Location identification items
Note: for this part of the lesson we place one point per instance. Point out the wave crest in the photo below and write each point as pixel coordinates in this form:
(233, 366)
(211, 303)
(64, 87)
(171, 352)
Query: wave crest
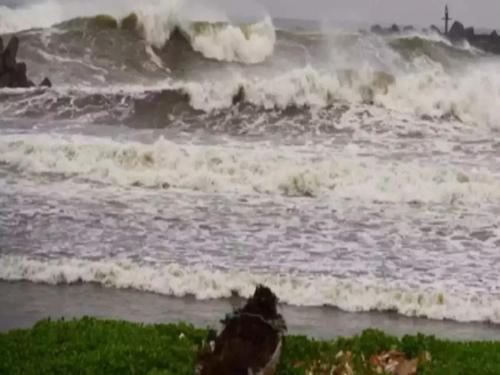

→ **Problem requirements**
Rewrite the rows above, swapping "wave crest" for "breaking wave" everywhere it appears and changing nothing else. Leave the pictures out.

→ **Task output**
Note: for this part of the lesson we place one point per instance. Point out the breaking wave in the photo below and write each point as pixel coordinates in this form:
(233, 366)
(211, 303)
(64, 87)
(171, 352)
Query: breaking wave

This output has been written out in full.